Data excerpts
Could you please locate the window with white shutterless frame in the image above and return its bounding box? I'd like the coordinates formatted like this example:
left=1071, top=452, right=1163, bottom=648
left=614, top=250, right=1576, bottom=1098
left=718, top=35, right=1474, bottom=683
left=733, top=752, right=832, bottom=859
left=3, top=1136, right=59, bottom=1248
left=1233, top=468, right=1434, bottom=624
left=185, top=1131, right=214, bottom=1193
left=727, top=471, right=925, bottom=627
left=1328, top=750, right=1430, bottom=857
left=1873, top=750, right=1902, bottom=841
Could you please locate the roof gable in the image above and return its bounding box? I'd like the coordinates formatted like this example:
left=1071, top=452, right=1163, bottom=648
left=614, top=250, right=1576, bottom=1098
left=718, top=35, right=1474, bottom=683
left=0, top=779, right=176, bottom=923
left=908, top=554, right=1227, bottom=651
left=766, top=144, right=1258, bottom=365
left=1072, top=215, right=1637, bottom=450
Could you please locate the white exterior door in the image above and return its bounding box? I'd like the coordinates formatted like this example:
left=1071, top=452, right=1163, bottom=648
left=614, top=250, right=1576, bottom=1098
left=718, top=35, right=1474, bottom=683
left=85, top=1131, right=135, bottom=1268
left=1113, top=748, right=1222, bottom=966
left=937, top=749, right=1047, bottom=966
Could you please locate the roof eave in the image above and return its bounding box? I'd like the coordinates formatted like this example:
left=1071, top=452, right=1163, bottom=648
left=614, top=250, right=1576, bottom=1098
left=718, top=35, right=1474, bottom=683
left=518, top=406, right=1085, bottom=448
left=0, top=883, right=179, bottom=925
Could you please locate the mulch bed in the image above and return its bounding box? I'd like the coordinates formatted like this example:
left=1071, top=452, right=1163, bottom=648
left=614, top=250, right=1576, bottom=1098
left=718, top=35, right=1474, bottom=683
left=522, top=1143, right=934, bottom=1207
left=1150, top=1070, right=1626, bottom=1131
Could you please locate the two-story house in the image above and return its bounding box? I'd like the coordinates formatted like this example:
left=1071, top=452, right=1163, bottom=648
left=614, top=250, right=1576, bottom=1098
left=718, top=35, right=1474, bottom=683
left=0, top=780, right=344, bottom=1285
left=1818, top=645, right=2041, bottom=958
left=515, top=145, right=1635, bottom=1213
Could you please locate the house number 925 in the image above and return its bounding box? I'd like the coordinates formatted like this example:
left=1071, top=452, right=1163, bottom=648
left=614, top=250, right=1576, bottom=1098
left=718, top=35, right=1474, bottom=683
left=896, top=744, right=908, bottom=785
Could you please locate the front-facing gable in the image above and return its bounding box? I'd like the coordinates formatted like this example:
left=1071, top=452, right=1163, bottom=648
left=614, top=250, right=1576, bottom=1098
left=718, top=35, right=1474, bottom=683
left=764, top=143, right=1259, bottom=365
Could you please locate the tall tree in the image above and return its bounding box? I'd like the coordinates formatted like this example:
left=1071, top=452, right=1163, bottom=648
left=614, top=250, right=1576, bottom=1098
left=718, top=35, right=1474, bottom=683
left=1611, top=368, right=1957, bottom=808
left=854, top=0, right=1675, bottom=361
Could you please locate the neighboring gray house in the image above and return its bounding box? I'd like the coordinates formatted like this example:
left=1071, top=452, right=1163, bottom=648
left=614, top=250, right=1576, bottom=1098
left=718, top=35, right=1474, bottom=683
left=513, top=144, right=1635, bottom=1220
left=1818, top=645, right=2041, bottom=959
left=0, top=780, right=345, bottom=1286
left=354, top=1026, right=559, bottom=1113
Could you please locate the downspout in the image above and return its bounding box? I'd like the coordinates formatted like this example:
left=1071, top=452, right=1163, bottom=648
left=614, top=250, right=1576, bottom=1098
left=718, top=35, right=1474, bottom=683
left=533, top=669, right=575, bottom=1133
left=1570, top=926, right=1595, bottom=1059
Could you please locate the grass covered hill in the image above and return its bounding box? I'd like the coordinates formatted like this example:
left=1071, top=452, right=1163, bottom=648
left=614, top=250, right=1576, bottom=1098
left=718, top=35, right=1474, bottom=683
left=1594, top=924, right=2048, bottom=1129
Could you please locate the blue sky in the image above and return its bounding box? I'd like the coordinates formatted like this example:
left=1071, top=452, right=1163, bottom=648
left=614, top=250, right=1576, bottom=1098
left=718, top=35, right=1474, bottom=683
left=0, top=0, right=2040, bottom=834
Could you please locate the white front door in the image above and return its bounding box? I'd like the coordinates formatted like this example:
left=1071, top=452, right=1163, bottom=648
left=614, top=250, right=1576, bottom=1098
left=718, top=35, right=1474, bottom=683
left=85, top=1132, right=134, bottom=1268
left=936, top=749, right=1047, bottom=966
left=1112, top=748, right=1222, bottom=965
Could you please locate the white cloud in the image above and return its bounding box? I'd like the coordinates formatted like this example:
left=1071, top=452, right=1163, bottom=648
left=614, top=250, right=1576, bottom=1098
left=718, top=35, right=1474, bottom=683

What needs to be done
Would you write out the data exactly as it reads?

Result of this exercise
Could you please locate the window with white shutterless frame in the image above and return its bounding box? I'd like the coordinates formatted like this example:
left=1071, top=452, right=1163, bottom=648
left=614, top=250, right=1576, bottom=1098
left=718, top=35, right=1474, bottom=683
left=733, top=752, right=832, bottom=859
left=3, top=1136, right=59, bottom=1248
left=1233, top=468, right=1434, bottom=624
left=185, top=1131, right=214, bottom=1193
left=727, top=471, right=925, bottom=627
left=1328, top=750, right=1430, bottom=857
left=1873, top=750, right=1902, bottom=841
Could you please locate the roof gable in the image above and return its bounding box? I'd like the coordinates formatted like this example:
left=1071, top=452, right=1163, bottom=648
left=614, top=250, right=1576, bottom=1098
left=718, top=35, right=1474, bottom=683
left=0, top=779, right=176, bottom=923
left=908, top=554, right=1227, bottom=651
left=766, top=144, right=1258, bottom=365
left=1072, top=215, right=1637, bottom=450
Could you please locate the white exterior door in the image above and return its bounding box? I'd like the coordinates formatted like this example:
left=1071, top=452, right=1163, bottom=648
left=614, top=250, right=1576, bottom=1098
left=718, top=35, right=1474, bottom=683
left=85, top=1131, right=135, bottom=1268
left=1113, top=748, right=1222, bottom=966
left=937, top=749, right=1047, bottom=966
Could you please locate the roof eave in the image above and return its bounding box? I'd like the coordinates formatted like this example:
left=1071, top=452, right=1163, bottom=648
left=614, top=250, right=1576, bottom=1098
left=718, top=35, right=1474, bottom=683
left=518, top=406, right=1085, bottom=448
left=0, top=883, right=179, bottom=925
Could you please locate the mulch bed in the image above and return its bounding box? I'd like the coordinates formatted like this example:
left=1071, top=452, right=1163, bottom=648
left=614, top=250, right=1576, bottom=1098
left=718, top=35, right=1474, bottom=683
left=522, top=1143, right=934, bottom=1207
left=1150, top=1070, right=1626, bottom=1131
Could you please locate the two-story house in the image above and return its bounding box? I'd like the coordinates formatted like this example:
left=1071, top=452, right=1163, bottom=648
left=614, top=250, right=1576, bottom=1098
left=718, top=35, right=1474, bottom=683
left=0, top=780, right=344, bottom=1285
left=1818, top=645, right=2041, bottom=958
left=515, top=145, right=1635, bottom=1213
Could you please locate the house number 925 in the image above and return its bounding box? I'd like the coordinates formatted like this example:
left=1071, top=452, right=1163, bottom=648
left=614, top=250, right=1576, bottom=1098
left=718, top=35, right=1474, bottom=683
left=896, top=744, right=908, bottom=785
Could you please locate the front-facing gable in the image above and return its bounding box? I'd like the coordinates formatted like this example:
left=1071, top=452, right=1163, bottom=648
left=614, top=250, right=1576, bottom=1098
left=718, top=35, right=1474, bottom=683
left=764, top=143, right=1259, bottom=365
Could you please locate the tall tree in the image above and return its bounding box? I'd like the coordinates formatted like this example:
left=1071, top=452, right=1163, bottom=648
left=614, top=250, right=1576, bottom=1098
left=718, top=35, right=1474, bottom=683
left=1611, top=368, right=1957, bottom=808
left=854, top=0, right=1675, bottom=361
Could you please locate the neighboring gray house in the image above and return its bounding box? I'd like the coordinates formatted like this example:
left=1071, top=452, right=1163, bottom=648
left=614, top=250, right=1576, bottom=1098
left=718, top=35, right=1474, bottom=683
left=513, top=144, right=1635, bottom=1220
left=1818, top=645, right=2041, bottom=959
left=0, top=780, right=345, bottom=1286
left=354, top=1026, right=559, bottom=1113
Could you please locate the downspout in the image above and return its bounding box? I'd like the coordinates formatted like this example:
left=1071, top=452, right=1163, bottom=648
left=614, top=250, right=1576, bottom=1098
left=718, top=35, right=1474, bottom=683
left=533, top=669, right=575, bottom=1133
left=1570, top=926, right=1595, bottom=1059
Could you please locate the grass covered hill in the image above and return its bounding box? I'd like the coordinates formatted like this example:
left=1071, top=452, right=1163, bottom=648
left=614, top=250, right=1576, bottom=1098
left=718, top=35, right=1474, bottom=683
left=1594, top=924, right=2048, bottom=1129
Could you please locate the blue sky in the image above and return its bounding box? I'd like the coordinates formatted like this example:
left=1071, top=452, right=1163, bottom=648
left=614, top=250, right=1576, bottom=1098
left=718, top=35, right=1474, bottom=683
left=0, top=0, right=2040, bottom=834
Could you please locate the white front door in the image above and return its bounding box? I'd like the coordinates formatted like this example:
left=1071, top=452, right=1163, bottom=648
left=614, top=250, right=1576, bottom=1098
left=718, top=35, right=1474, bottom=683
left=85, top=1132, right=134, bottom=1268
left=936, top=749, right=1047, bottom=966
left=1112, top=748, right=1222, bottom=965
Could you please locate the white cloud in the image above and return its bounding box? I'd like the coordinates formatted like this example:
left=1071, top=452, right=1163, bottom=648
left=614, top=250, right=1576, bottom=1098
left=718, top=35, right=1474, bottom=683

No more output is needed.